Tasks and exercises:
a – From the article about the Shakespeare portrait at Penn, list each action the students took with the portrait and its replacement.
b – In the article about the Shakespeare portrait at Penn, what year did Audre Lorde die?
c – Resume the article about the Shakespeare portrait at Penn, picking up right after its last sentence.

Making a Point by Moving Shakespeare's Portrait

Students at Penn set off debate by replacing image of the Bard in English department building with a photo of Audre Lorde, the black feminist poet.

December 14, 2016
 
William Shakespeare and Audre Lorde

Officials at the University of Pennsylvania want you to know that Shakespeare is "alive and well" at their institution. It's just his portrait that may be less central.

But moving a portrait of Shakespeare can set off a debate.

And that's what happened when some students removed a large Shakespeare portrait from a staircase that students and faculty members in the English department walk by every day. The students moved the portrait to the English department chair's office and left it there. In place of the Bard, the students put up a photograph of Audre Lorde, the black feminist poet who died in 1992. The move followed a discussion of the election, so some view the action as a comment on the results, but many disagree.

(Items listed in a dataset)
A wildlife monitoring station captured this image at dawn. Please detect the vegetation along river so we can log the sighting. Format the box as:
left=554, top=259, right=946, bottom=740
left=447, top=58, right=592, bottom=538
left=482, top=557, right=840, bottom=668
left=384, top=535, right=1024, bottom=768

Responses for each task:
a –
They removed a large Shakespeare portrait from a staircase in the English department building.
They moved the portrait to the English department chair's office.
They left it there.
They put up a photograph of Audre Lorde in its place.

b – 1992

c –
Word spread on social media, with Penn receiving criticism for insulting Shakespeare or not teaching Shakespeare or declaring Lorde's work to be as significant as that of Shakespeare. (Penn didn't say or do any of those things, in fact, although there are students and professors with a range of views on both writers.) Students have said the action reflects their interest in reading a more diverse range of voices than has been the case in the past, and sending a message that study of literature isn't just about the traditionally revered authors.

As word spread Tuesday about the portrait replacement, many started writing to Penn (especially in the comments on The Daily Pennsylvanian, the student newspaper that first reported the move) to say they were offended by what had happened and to say they hadn't heard of Lorde, which set off its own debate. (For those unfamiliar with the work of Lorde, who also taught at Tougaloo College and at Hunter College of the City University of New York, here is a summary from the Academy of American Poets.)

One man from Kentucky wrote in to say that the portrait's relocation was "just one more reason why my daughter, who scored perfect on the English portion of her ACT, will not be going to U Penn. She has been accepted to Hillsdale (average ACT acceptance: 29), and is also looking at Grove City. If you're considering college for you or your child, and want to spare them having to put up with wading through this kind of twaddle while pursuing their studies, check them out."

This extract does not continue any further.